Given request 1:
Answer these questions about the motor command list:
(a) What is the highest value of n for the E command in continuous use when no heatsink is fitted?
(b) What default deceleration value does the F command set?
(c) What range of values does the I command return?
Given request 2:
Print the part of the motor command list from "At present these" to "on about 128.".

Document extract:
○ ○ ○
If n is specified then change coordinate system so current position is n.
E n
Set motor current (0<=n<=15) approx 40*n mA. NB. DO NOT EXCEED n=4 IN CONTINUOUS USE
UNLESS A HEATSINK IS FITTED. High values are acceptable for short periods. See page 11.
F
Force default values for all parameters.
At present these correspond to:
basesps = 1000 the starting speed for M,
MA and ML commands
maxsps = 60000 the top speed ''
acc_spss= 30000 the acceleration ''
dec_spss= 120000 the deceleration ''
csps = 150 constant speed for MC
and MCL commands
current = 4 about 160mA
gear = 0 maximum 12800 steps/rev
with 1.8deg motor
newline = 0 no newline (LF) after CR
If the optional joystick is fitted, this is read on an 8 bit A-D giving values 0 to 255 centred on about 128.
The parameters are:
jitter = 4 allowable joystick noise
deadband= 20 joystick deadband
slowband= 10 slow motion band
sense = 0 joystick not reversed
H
Smoothly halt the motor.
I
Read the 4-bit input status (returns 0 to 15).
J jitter deadband slowband sense
Set joystick parameters (see above).
---10---
L n
If n=1 then enter the manual/local mode. If n=0 then exit manual/local mode. Only appropriate if a
joystick or a hand encoder is fitted.
○ ○ ○
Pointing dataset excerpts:

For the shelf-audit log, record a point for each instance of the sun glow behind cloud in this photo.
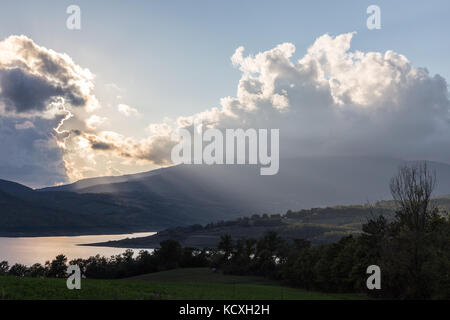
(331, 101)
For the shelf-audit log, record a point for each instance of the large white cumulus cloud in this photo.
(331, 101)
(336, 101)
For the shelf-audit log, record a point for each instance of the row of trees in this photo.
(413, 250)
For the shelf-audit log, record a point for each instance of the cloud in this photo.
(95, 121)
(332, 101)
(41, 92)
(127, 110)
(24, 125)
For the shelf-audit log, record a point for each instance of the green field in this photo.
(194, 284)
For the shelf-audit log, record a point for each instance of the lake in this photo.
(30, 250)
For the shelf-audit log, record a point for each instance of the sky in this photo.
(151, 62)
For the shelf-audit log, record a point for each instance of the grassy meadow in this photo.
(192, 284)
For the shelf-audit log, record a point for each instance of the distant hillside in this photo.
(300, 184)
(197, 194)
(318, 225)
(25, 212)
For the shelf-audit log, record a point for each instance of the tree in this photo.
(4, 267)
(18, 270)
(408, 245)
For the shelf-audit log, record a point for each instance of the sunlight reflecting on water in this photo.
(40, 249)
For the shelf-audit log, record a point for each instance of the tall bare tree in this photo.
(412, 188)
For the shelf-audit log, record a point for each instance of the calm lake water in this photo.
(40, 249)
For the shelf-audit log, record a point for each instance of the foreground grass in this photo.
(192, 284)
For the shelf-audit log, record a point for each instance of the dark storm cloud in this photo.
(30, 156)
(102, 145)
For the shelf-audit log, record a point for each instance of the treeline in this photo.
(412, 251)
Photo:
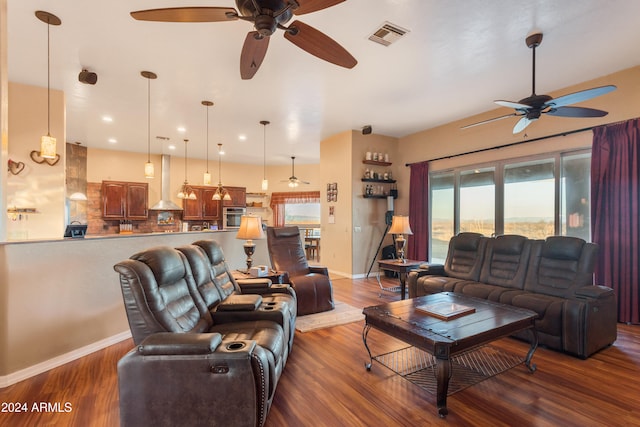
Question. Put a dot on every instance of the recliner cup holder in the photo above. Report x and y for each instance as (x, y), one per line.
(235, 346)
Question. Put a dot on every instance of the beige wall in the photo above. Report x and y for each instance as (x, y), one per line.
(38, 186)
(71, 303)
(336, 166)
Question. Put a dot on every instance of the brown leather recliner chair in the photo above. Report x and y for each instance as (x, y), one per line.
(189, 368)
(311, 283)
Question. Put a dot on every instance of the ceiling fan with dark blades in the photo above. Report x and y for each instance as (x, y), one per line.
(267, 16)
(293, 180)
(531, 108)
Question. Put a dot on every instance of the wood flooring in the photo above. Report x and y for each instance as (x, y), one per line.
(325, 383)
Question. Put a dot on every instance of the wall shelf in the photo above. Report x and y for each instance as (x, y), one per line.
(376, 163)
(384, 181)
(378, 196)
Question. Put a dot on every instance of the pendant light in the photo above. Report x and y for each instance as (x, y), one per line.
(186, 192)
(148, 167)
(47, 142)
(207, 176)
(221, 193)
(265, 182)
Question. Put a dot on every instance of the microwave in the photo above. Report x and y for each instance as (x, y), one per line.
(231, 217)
○ ○ ○
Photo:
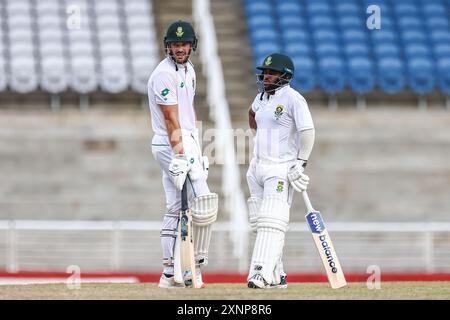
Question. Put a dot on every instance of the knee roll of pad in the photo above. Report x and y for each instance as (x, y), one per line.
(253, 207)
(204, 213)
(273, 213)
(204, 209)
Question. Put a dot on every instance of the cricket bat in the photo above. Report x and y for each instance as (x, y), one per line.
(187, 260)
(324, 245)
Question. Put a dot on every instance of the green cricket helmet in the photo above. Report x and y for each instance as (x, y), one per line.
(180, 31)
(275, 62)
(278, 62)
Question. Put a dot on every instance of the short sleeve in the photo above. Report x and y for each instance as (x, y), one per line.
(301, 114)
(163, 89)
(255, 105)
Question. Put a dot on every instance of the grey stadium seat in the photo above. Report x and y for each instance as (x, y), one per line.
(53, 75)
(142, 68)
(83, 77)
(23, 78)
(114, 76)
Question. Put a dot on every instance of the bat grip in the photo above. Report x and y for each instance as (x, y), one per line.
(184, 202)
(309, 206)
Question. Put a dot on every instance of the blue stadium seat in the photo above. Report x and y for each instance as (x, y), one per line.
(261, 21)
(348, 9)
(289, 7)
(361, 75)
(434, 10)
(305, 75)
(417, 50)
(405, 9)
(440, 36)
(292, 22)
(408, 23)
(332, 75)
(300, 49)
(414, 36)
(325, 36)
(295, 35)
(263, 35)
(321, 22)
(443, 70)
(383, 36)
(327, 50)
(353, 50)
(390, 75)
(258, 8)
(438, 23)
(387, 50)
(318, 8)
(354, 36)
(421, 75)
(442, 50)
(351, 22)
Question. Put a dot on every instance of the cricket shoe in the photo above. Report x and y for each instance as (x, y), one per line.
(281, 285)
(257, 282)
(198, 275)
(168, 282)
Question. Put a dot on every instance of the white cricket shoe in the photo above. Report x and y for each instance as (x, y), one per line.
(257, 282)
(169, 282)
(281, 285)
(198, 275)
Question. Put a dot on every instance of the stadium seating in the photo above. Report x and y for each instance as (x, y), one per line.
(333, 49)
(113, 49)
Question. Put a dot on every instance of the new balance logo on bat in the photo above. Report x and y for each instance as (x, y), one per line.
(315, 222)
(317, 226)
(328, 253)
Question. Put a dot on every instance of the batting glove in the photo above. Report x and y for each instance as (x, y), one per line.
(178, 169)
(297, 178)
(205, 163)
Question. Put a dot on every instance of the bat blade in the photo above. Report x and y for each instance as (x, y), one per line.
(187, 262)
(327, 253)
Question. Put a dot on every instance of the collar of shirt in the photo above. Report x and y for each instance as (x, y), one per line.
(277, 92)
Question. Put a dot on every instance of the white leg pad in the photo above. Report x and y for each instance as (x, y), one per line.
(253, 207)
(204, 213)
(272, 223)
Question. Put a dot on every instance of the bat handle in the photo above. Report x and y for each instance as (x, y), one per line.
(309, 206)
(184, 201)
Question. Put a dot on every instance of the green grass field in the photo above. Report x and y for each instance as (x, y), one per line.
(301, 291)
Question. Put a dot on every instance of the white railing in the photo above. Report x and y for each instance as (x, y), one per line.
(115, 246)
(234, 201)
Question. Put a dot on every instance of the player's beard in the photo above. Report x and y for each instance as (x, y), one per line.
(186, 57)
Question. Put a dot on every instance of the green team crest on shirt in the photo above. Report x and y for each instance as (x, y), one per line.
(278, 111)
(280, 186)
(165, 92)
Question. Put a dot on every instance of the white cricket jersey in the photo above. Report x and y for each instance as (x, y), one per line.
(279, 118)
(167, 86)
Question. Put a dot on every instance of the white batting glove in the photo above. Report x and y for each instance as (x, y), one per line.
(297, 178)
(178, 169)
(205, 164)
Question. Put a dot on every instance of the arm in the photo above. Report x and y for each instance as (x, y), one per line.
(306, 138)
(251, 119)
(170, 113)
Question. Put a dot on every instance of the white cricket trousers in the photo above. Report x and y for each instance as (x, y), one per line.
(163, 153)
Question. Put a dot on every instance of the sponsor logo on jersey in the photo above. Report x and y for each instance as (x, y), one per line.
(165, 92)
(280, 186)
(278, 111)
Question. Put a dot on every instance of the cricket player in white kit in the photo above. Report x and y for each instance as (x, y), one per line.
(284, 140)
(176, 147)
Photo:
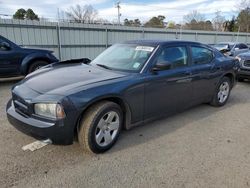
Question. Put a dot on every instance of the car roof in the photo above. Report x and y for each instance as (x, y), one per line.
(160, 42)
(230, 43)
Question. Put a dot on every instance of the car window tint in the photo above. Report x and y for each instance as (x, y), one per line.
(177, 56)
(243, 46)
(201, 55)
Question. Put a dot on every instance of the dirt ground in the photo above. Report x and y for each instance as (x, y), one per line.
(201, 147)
○ ○ ○
Exercise result 1:
(a) 4
(b) 120000
(c) 0 to 15

Exercise result 2:
At present these correspond to:
basesps = 1000 the starting speed for M,
MA and ML commands
maxsps = 60000 the top speed ''
acc_spss= 30000 the acceleration ''
dec_spss= 120000 the deceleration ''
csps = 150 constant speed for MC
and MCL commands
current = 4 about 160mA
gear = 0 maximum 12800 steps/rev
with 1.8deg motor
newline = 0 no newline (LF) after CR
If the optional joystick is fitted, this is read on an 8 bit A-D giving values 0 to 255 centred on about 128.